** Opening SOURCE INFORMATION block **

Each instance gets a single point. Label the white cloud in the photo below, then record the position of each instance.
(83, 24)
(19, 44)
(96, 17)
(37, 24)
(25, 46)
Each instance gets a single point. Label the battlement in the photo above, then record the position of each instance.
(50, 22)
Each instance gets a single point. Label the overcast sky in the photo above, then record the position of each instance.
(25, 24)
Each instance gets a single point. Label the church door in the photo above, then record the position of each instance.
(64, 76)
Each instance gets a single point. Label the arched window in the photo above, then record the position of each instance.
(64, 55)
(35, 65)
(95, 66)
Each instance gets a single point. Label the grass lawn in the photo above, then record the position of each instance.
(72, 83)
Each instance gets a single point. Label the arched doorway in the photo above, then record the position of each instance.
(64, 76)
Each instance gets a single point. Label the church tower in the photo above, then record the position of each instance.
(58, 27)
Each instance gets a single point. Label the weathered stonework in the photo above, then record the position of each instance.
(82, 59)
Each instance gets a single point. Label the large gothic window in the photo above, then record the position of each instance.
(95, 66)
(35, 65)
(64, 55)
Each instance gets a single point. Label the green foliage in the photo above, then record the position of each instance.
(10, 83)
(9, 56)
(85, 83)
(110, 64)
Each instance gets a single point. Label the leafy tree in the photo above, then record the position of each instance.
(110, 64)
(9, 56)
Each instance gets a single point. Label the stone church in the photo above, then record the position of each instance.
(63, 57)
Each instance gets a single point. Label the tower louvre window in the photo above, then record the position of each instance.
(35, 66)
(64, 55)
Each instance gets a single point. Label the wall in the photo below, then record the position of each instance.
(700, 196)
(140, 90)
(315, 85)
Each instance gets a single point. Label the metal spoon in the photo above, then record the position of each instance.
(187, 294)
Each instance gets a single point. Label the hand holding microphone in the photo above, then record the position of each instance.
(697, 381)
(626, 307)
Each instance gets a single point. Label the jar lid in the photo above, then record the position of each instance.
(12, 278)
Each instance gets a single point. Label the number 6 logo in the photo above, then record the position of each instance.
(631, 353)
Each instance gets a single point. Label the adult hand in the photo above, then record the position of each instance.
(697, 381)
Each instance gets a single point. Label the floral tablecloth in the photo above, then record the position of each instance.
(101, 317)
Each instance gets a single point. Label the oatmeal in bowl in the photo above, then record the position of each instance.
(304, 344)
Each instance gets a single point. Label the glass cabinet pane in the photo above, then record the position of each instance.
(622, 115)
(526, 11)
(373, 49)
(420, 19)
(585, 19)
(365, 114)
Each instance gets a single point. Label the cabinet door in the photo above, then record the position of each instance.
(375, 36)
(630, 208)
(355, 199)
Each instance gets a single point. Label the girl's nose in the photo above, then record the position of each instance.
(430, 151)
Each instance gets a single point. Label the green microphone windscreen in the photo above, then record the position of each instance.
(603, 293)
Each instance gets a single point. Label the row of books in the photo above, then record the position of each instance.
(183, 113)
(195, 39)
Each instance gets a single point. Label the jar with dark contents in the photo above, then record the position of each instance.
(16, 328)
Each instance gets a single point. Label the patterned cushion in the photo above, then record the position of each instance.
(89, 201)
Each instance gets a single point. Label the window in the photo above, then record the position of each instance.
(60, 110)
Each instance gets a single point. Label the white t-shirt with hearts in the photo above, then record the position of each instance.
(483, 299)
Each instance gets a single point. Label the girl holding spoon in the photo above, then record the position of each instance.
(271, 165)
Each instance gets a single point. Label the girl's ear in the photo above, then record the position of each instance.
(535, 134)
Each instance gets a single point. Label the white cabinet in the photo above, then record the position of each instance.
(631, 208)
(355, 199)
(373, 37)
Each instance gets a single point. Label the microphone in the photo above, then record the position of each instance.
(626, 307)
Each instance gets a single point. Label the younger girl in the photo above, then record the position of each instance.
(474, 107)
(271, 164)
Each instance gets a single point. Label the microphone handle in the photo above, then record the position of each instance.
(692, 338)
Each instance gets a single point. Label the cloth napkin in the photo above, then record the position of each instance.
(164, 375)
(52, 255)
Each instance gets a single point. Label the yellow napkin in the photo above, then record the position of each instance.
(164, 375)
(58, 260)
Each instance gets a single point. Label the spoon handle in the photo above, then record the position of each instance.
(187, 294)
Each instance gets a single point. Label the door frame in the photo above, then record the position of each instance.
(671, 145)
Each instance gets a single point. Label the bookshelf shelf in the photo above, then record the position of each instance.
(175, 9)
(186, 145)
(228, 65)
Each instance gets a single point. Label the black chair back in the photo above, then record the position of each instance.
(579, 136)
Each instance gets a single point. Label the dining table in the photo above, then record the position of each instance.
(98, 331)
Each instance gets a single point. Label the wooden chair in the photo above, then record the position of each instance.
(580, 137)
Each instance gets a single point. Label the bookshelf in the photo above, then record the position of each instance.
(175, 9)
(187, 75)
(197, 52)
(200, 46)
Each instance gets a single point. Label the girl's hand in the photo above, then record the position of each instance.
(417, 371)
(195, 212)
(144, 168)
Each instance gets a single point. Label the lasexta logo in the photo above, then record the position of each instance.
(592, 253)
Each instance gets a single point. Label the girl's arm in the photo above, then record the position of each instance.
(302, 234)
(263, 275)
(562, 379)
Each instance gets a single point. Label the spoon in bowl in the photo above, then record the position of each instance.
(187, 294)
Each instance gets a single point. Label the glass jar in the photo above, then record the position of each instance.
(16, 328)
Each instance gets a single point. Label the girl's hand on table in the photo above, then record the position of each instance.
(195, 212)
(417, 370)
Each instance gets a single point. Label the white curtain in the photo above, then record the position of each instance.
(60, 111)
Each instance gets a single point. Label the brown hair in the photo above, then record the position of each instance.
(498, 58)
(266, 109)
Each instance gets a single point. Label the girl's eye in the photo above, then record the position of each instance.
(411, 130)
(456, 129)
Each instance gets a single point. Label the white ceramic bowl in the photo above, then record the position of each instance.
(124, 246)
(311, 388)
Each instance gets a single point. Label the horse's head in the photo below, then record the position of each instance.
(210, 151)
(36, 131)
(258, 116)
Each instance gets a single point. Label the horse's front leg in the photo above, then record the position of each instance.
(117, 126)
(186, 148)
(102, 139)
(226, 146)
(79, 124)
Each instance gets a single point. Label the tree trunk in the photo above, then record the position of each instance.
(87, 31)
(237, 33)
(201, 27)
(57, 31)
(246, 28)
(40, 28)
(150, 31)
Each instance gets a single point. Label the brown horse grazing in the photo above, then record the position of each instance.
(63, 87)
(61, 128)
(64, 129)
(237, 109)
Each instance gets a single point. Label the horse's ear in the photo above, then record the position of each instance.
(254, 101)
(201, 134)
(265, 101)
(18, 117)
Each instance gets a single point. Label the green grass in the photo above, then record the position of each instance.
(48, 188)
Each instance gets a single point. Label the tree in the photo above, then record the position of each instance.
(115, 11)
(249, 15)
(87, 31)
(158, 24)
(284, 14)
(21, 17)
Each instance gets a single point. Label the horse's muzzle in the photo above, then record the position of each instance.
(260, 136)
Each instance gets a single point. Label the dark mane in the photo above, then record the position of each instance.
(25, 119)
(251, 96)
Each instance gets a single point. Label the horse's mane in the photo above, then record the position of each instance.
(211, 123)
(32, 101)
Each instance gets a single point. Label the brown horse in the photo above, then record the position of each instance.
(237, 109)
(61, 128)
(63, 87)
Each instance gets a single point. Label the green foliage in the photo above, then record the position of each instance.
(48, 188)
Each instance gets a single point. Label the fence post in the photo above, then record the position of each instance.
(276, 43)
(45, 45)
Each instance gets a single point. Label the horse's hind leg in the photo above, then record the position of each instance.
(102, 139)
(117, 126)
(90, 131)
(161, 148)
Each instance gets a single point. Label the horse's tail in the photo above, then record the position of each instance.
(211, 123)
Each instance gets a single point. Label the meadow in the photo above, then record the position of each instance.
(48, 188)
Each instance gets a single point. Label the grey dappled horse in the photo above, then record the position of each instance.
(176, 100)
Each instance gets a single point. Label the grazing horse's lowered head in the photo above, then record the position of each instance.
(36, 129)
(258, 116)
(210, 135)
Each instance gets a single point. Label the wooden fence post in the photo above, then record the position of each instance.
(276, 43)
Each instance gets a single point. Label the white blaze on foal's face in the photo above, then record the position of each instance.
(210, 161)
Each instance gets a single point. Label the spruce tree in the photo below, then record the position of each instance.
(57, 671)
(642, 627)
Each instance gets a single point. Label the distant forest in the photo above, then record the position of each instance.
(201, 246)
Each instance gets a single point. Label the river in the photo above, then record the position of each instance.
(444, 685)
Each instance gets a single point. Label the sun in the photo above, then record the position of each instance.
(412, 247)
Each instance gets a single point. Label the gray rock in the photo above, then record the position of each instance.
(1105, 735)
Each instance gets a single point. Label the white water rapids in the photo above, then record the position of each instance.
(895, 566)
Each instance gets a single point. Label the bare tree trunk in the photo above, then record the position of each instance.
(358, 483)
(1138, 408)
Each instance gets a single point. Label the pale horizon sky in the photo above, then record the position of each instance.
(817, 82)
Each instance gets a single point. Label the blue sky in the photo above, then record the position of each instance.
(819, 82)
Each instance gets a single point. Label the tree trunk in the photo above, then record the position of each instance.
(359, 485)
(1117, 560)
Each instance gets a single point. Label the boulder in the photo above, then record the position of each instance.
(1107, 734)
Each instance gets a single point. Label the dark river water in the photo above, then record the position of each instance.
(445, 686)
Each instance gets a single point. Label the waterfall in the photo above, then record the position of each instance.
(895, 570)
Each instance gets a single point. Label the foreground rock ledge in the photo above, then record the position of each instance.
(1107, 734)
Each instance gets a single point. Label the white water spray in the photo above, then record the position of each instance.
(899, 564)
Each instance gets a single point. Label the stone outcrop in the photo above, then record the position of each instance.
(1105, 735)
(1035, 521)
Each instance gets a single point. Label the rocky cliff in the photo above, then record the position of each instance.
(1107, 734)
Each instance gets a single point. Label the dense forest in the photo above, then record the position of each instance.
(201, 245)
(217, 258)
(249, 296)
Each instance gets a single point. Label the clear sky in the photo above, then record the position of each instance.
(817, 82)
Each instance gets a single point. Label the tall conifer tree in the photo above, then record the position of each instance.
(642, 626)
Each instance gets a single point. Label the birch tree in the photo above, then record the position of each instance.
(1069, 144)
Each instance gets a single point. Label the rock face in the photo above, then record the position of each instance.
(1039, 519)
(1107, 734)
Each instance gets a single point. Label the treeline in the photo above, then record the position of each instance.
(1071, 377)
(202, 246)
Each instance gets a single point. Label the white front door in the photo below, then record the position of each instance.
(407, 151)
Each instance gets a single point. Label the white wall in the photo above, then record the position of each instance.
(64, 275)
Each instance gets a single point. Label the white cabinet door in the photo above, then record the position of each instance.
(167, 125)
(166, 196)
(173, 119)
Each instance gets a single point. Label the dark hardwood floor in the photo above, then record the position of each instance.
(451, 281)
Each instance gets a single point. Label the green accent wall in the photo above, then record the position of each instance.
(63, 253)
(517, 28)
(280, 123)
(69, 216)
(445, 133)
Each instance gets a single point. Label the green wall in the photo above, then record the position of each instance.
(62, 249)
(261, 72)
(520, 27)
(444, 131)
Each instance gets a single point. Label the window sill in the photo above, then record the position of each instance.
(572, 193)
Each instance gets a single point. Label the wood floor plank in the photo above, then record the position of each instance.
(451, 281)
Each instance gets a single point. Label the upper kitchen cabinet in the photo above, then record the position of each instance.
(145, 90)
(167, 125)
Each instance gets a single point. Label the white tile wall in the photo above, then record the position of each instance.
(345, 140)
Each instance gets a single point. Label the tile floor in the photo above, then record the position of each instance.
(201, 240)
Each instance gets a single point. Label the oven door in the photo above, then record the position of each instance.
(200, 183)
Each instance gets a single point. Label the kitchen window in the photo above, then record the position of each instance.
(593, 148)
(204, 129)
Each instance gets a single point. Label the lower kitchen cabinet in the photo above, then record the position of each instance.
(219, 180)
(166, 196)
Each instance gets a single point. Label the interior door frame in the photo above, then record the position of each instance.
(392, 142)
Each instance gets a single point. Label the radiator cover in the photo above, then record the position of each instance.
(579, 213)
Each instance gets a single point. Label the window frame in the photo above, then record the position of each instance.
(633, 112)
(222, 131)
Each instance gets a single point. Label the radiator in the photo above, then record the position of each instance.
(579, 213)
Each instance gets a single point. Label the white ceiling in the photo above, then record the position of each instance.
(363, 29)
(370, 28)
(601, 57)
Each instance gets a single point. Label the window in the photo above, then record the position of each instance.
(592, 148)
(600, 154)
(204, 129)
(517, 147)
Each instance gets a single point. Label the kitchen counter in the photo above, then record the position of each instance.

** Closing SOURCE INFORMATION block **

### ACTION ITEM:
Word for word, retype the lines from the one containing "Each instance gets a single point. Label the interior" through the final line of the data, including both ends and nothing more.

### THE ANSWER:
Each instance gets a single point. Label the interior door frame in the photo above, then record the position of each instance.
(392, 142)
Each instance gets a single point. Label the radiator cover in the photo above, then record the position of each instance.
(579, 213)
Each instance gets a single point. Label the window frame in the photo above, then record the position of each instance.
(633, 112)
(222, 131)
Each instance gets a single point. Label the radiator in the photo above, then record the position of each instance.
(579, 213)
Each instance gets a single point. Label the white ceiling in the photo above, then record the position of each instance.
(363, 29)
(370, 28)
(601, 57)
Each instance gets a single point. Label the window in the photo above, then record the position of each instance.
(592, 148)
(600, 154)
(204, 129)
(517, 147)
Each instance gets a single point. Label the kitchen counter in the photo above, then record the position of each instance.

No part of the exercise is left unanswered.